CHINA- China has given its nod to cultivating dozens of genetically modified (GM) corn and soybean seed varieties to enhance domestic crop production and reduce reliance on global grain imports. 

This decision comes as part of the government’s broader agenda to achieve food self-sufficiency and security, a top priority for President Xi Jinping.

According to a report by Bloomberg, the large-scale promotion of GM crops aligns with President Xi’s push to ensure the country’s food self-sufficiency and security. 

A national committee established by the agriculture ministry has greenlit the use of 37 GM corn seed and 14 soybean seed varieties for planting to facilitate this goal.

The journey towards adopting GM crops in China began in 2021 when the country initiated a pilot program for commercially cultivating GM corn and soybean crops. 

Since then, this trial has expanded to encompass 20 counties across five provinces, including key grain-producing regions such as Hebei and Jilin.

It is important to note that, despite the authorization of GM crops, the land area designated for planting these modified seeds remains relatively limited. This year, only 4 million mu (equivalent to 267,000 hectares) have been allocated for GM crop cultivation.

--*--

### [INSTRUCTIONS]
(A) Reproduce the part of the article on China's GM crop approvals that begins at the words "According to a" and stops after "self-sufficiency and security.", swapping "promotion" for "adoption".
(B) Carry on the article about China's approval of genetically modified corn and soybean seeds from its last sentence.

### [RECORDED INFORMATION]

--*--

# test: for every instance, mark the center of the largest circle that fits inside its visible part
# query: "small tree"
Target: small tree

--*--

### [SOLVED TASKS]
(A)
According to a report by Bloomberg, the large-scale adoption of GM crops aligns with President Xi’s push to ensure the country’s food self-sufficiency and security.

(B)
The agriculture ministry believes that GM seeds could increase crop yields in China by as much as 12%.

This development represents a significant step in China’s pursuit of food self-sufficiency, which has gained prominence due to concerns about global food security and trade disruptions. 

By approving these GM varieties, the Chinese government is making strides toward securing its food supply and reducing dependence on international grain imports.

The move is expected to have far-reaching implications for China’s agricultural landscape and its ability to meet its growing population’s food needs while mitigating food security risks. 

As the adoption of GM crops continues to expand, it will be interesting to observe the impact on China’s crop yields and food production in the years to come.

Meanwhile, according to a report from the Foreign Agricultural Service (FAS) of the US Department of Agriculture, China is forecasted to import a record volume of soybeans in 2022-23, although an increase in domestic production could dampen totals in the 2023-24 marketing year.